Input -
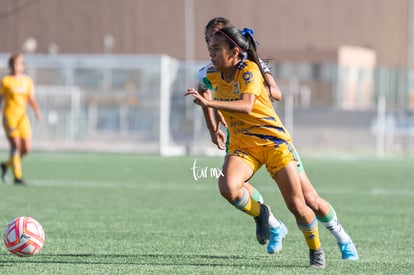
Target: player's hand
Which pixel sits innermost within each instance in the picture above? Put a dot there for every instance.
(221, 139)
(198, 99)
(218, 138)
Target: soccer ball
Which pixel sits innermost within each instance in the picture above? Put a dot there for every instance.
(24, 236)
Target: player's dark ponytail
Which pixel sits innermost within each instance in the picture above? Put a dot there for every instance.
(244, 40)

--

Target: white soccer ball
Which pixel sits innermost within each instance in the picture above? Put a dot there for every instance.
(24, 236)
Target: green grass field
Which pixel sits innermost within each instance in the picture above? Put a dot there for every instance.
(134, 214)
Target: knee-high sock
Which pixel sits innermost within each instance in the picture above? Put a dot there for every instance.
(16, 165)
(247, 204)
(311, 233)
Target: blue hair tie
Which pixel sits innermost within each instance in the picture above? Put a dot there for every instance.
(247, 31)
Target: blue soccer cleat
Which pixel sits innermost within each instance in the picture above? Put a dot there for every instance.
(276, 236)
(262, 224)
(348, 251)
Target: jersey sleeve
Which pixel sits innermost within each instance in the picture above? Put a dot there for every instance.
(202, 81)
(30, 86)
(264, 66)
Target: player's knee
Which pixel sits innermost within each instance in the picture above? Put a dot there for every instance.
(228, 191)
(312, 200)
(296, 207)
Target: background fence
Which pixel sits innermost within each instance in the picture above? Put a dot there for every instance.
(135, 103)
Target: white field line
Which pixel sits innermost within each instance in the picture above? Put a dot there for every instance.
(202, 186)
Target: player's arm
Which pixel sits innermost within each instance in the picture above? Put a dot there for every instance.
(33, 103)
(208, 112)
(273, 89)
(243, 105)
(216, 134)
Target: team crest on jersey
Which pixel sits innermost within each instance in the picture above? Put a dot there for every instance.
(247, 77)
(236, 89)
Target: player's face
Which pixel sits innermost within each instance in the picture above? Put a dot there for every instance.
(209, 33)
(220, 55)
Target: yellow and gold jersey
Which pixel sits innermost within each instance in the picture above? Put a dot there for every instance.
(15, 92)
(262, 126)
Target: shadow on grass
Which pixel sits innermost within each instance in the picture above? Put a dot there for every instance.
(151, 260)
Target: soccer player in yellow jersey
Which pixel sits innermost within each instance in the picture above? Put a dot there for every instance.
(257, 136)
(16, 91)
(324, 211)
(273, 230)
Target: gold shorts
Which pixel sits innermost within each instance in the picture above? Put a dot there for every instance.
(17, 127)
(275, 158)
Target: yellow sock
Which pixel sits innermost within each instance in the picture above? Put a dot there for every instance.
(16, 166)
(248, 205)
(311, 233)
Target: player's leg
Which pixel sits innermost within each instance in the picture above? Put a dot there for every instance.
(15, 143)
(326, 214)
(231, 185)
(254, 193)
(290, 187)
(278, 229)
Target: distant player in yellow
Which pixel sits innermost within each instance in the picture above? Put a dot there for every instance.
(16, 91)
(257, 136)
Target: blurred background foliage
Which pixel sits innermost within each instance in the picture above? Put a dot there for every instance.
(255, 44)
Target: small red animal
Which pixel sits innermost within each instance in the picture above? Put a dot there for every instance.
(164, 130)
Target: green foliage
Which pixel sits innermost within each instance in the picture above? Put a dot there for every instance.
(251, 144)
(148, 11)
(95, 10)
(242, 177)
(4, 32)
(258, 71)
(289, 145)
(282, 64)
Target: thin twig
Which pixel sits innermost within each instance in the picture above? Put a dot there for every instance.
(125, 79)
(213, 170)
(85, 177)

Instruction - Return every line of the material above that contains the word "field". Case counts.

Result of this task -
Target: green grass field
Target: white field line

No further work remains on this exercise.